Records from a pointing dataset
>> START

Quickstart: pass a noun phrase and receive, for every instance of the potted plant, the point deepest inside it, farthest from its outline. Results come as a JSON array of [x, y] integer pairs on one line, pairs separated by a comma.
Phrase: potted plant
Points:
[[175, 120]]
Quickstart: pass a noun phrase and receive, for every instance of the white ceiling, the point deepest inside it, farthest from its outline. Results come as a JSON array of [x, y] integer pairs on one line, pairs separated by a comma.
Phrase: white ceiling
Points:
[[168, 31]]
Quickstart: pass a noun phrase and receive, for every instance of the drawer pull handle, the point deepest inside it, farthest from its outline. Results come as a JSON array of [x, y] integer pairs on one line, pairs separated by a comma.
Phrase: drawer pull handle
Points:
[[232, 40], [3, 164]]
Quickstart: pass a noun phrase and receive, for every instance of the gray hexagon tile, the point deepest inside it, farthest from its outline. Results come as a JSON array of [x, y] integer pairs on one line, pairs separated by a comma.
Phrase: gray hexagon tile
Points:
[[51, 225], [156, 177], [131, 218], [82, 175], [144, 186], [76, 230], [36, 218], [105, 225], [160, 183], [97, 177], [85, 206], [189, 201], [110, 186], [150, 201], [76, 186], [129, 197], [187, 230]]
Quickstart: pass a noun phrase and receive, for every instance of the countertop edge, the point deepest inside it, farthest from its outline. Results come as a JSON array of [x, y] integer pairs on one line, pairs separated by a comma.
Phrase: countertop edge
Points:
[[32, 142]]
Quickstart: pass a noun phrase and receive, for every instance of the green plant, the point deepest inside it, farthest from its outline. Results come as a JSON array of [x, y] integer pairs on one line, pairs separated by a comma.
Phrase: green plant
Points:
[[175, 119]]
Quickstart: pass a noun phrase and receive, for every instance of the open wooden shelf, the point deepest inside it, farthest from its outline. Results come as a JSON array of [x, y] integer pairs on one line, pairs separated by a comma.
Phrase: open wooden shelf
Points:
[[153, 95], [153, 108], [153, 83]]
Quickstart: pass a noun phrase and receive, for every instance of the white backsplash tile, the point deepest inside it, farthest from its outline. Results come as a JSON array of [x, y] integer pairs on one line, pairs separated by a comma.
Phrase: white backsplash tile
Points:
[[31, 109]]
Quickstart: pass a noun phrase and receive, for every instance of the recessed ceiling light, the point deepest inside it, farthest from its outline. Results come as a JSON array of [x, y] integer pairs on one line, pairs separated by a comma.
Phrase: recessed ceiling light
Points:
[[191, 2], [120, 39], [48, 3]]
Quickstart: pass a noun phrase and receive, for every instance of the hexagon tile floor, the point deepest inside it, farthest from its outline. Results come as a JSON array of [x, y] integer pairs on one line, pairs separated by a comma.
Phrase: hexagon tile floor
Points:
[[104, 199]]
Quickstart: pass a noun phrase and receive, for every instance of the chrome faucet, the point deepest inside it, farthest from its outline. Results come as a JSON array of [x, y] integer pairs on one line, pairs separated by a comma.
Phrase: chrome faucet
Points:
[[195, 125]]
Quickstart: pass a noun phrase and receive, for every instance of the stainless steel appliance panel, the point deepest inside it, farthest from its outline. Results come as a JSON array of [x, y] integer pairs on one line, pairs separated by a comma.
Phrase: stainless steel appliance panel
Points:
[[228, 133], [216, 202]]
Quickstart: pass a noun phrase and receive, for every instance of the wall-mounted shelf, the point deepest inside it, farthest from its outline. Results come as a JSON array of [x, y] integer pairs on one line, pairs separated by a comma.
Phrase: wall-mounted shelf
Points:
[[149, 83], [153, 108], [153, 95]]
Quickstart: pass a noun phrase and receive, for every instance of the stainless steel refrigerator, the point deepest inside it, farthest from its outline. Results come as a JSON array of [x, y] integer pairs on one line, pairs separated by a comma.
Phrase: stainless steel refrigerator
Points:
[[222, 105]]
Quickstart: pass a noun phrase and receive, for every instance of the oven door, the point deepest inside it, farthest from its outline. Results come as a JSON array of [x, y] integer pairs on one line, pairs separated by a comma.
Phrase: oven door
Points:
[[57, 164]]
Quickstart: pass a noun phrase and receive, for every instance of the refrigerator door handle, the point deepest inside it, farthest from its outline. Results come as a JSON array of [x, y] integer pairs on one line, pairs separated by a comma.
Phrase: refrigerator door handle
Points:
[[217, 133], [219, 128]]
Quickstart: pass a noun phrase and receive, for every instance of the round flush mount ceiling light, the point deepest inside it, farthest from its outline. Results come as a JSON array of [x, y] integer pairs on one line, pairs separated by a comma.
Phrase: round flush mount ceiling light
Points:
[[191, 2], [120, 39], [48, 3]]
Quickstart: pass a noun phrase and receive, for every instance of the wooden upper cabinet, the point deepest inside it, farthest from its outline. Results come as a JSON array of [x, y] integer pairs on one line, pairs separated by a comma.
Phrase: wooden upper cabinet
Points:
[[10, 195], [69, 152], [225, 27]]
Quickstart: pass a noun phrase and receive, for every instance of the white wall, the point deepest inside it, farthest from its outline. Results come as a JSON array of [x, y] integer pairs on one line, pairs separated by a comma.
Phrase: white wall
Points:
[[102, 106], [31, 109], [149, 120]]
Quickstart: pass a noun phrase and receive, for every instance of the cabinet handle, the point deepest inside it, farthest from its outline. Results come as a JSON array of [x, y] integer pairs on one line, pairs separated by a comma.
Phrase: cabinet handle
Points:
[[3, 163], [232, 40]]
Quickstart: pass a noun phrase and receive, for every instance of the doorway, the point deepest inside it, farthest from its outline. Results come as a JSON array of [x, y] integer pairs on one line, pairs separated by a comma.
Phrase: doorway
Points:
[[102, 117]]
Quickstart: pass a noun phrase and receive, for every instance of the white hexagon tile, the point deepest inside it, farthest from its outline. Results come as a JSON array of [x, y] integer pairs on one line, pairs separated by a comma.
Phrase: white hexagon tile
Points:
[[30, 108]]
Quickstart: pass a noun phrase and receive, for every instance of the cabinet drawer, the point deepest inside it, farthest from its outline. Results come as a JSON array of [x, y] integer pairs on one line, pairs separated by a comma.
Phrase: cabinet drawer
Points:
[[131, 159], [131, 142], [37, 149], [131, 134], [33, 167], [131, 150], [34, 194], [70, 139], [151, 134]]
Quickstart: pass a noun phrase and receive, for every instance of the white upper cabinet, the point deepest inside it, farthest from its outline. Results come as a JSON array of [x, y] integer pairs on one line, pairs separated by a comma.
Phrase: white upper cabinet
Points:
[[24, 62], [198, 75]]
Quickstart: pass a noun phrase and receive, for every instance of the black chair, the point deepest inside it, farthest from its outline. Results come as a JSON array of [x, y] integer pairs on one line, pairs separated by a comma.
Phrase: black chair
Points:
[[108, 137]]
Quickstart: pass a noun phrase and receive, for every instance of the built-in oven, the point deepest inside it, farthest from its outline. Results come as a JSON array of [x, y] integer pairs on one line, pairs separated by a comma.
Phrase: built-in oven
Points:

>> END

- Exercise requirements -
Turn the lines above into a numbered list, leaving out any blank lines.

- Task answer -
1. Quickstart: pass a noun phrase and receive, for every instance of the potted plant, the point deepest inside it, farthest from its outline. Results come as a JSON array of [x, y] integer pairs on one line, pairs separated by a comma.
2. Phrase: potted plant
3. Points:
4. [[175, 120]]
5. Quickstart: pass a noun phrase and receive, for every instance of the white ceiling, the point deepest inside it, farthest from its outline. Results come as a JSON array of [x, y] integer pairs on one line, pairs separated by a comma.
6. Phrase: white ceiling
7. Points:
8. [[168, 31]]
9. Quickstart: pass a noun phrase and receive, for every instance of the drawer pull handle, the point deepest inside it, farthest from its outline. Results come as a JSON array of [x, y] integer pairs on one line, pairs separated by a comma.
10. Phrase: drawer pull handle
11. Points:
12. [[232, 40], [3, 164]]
13. Quickstart: pass a noun phrase and receive, for every instance of the gray hexagon tile, the point deepest inside it, farthest from its outline. Results come as a JSON array of [x, y] integer pairs on one line, pairs separated by a comma.
14. Phrase: gray hexagon tile
15. Points:
16. [[51, 225], [156, 177], [131, 218], [82, 175], [144, 186], [76, 230], [36, 218], [105, 225], [160, 183], [97, 177], [85, 206], [189, 201], [110, 186], [150, 201], [76, 186], [129, 197], [187, 230]]
17. Quickstart: pass a noun phrase and receive, for every instance of the countertop edge, the point deepest inside it, farthest from its outline. Results come as a JSON array of [x, y] integer pairs on one line, pairs separated by a comma.
18. Phrase: countertop edge
19. Points:
20. [[32, 142]]
21. Quickstart: pass a noun phrase and receive, for every instance of the green plant, the point deepest inside it, farthest from its outline. Results come as a JSON array of [x, y] integer pairs on one line, pairs separated by a comma.
22. Phrase: green plant
23. Points:
24. [[175, 119]]
25. Quickstart: pass a noun phrase and receive, for every instance of the open wooden shelf, the point deepest inside it, farthest from its outline. Results come as a JSON array of [x, y] integer pairs on one line, pairs separated by a comma.
26. Phrase: open wooden shelf
27. Points:
28. [[153, 95], [153, 108], [153, 83]]
29. Quickstart: pass a noun phrase and receive, for every instance of the white backsplash tile, the point deepest inside it, farthest from its outline. Results come as a JSON array of [x, y] integer pairs on one line, pairs separated by a comma.
30. Phrase: white backsplash tile
31. Points:
32. [[31, 109]]
33. Quickstart: pass a noun phrase and receive, for every instance of the recessed ceiling light, the point deepest inside it, farthest from its outline. Results come as a JSON array of [x, y] integer pairs on one line, pairs separated by a comma.
34. Phrase: recessed ceiling light
35. Points:
36. [[191, 2], [120, 39], [48, 3]]
37. Quickstart: pass a noun phrase and receive, for every instance of the hexagon tile floor, the point deepest inside it, farthest from its outline. Results come as a JSON array of [x, y] integer pairs on one line, pairs separated by a comma.
38. Phrase: hexagon tile floor
39. Points:
40. [[104, 199]]
41. Quickstart: pass a noun phrase and receive, for every instance of the chrome faucet, the point deepest inside it, farthest from its outline. Results come as a JSON array of [x, y] integer pairs on one line, pairs separated by a comma.
42. Phrase: chrome faucet
43. Points:
44. [[195, 125]]
45. Quickstart: pass a noun phrase and receive, for every instance of the stainless steel appliance panel, the point deepest inside it, farthest from its outline. Results come as a JSON array of [x, y] integer pairs on one line, pairs separated by a comma.
46. Phrase: stainless steel appliance panel
47. Points:
48. [[228, 133], [216, 202]]
49. Quickstart: pass a noun phrase and receive, for every instance of the wall-mounted shelf, the point deepest inside it, farthest from its outline. Results come as a JSON array of [x, y] integer pairs on one line, pairs separated by a comma.
50. Phrase: wall-mounted shelf
51. Points:
52. [[149, 83], [153, 108], [153, 95]]
53. Quickstart: pass a noun phrase and receive, for every instance of the stainless steel refrigerator, the point deepest inside it, farthest from its outline. Results come as a JSON array of [x, y] integer pairs on one line, pairs separated by a comma.
54. Phrase: stainless steel refrigerator
55. Points:
56. [[222, 105]]
57. Quickstart: pass a noun phrase and receive, for every instance of the oven door, the point deepest inside it, farthest from its outline. Results come as a JSON array of [x, y] integer pairs on one line, pairs separated by a comma.
58. Phrase: oven door
59. Points:
60. [[57, 164]]
61. Quickstart: pass a noun phrase and receive, for every instance of the refrigerator door handle, the point deepest inside it, farthest from its outline. Results come as a JSON array of [x, y] integer pairs on one line, pairs separated by a comma.
62. Phrase: refrigerator door handle
63. Points:
64. [[217, 133], [219, 128]]
65. Quickstart: pass a noun phrase and receive, for every instance of the round flush mount ceiling light, the point deepest inside it, farthest from its outline. Results come as a JSON array of [x, y] integer pairs on one line, pairs separated by a comma.
66. Phrase: round flush mount ceiling light
67. Points:
68. [[191, 2], [120, 39], [48, 3]]
69. Quickstart: pass a noun phrase and receive, for every instance of the wooden upper cabinet, the point deepest inside it, farthest from its outline. Results come as a JSON array of [x, y] integer pairs on one line, pairs separated by a comma.
70. Phrase: wooden upper cabinet
71. Points:
72. [[10, 195], [69, 152], [225, 27]]
73. Quickstart: pass a noun phrase and receive, for every instance of the white wall, the point deepest inside it, farthest from its outline. Results come as a JSON array of [x, y] integer pairs on one line, pairs separated by a comma.
74. Phrase: white wall
75. Points:
76. [[102, 106], [31, 109], [149, 120]]
77. Quickstart: pass a noun phrase and receive, for every instance of the cabinet handle, the point deepest inside it, farthest from its outline. Results come as a JSON array of [x, y] integer pairs on one line, pairs separated by a comma.
78. Phrase: cabinet handle
79. Points:
80. [[3, 163], [232, 40]]
81. Quickstart: pass a noun phrase and receive, for every instance of the doorway, the point deepest inside it, farthest from its outline. Results come as a JSON array of [x, y] integer pairs on one line, pairs separated by a comma.
82. Phrase: doorway
83. Points:
84. [[102, 117]]
85. Quickstart: pass a noun phrase and receive, for every instance of the white hexagon tile, the point deepest inside it, farthest from its outline. Results come as a JSON array of [x, y] integer pairs on one line, pairs separated by a comma.
86. Phrase: white hexagon tile
87. Points:
88. [[30, 108]]
89. Quickstart: pass a noun phrase and receive, for every instance of the cabinet drawer, the point deepest inside it, farthest from its outline. Results come as a JSON array of [x, y] integer pairs on one line, pairs separated by a comma.
90. Phrase: cabinet drawer
91. Points:
92. [[131, 159], [131, 142], [37, 149], [131, 134], [33, 167], [131, 150], [34, 194], [70, 139], [151, 134]]
93. Quickstart: pass a noun phrase and receive, for every instance of the white upper cabinet, the point deepest inside it, farthest from its outline. Results come as a JSON array of [x, y] integer pairs on one line, pairs separated by a comma.
94. Phrase: white upper cabinet
95. Points:
96. [[24, 62], [198, 75]]
97. Quickstart: pass a noun phrase and receive, for every instance of the black chair, the point deepest inside it, farthest from its outline. Results come as a JSON array of [x, y] integer pairs on one line, pairs separated by a comma.
98. Phrase: black chair
99. Points:
100. [[108, 137]]
101. Quickstart: pass a noun phrase and receive, for every instance of the built-in oven, the point deepest inside it, farthest from its outline. Results come as a JSON array of [x, y] integer pairs on one line, pairs separated by a comma.
102. Phrase: built-in oven
103. Points:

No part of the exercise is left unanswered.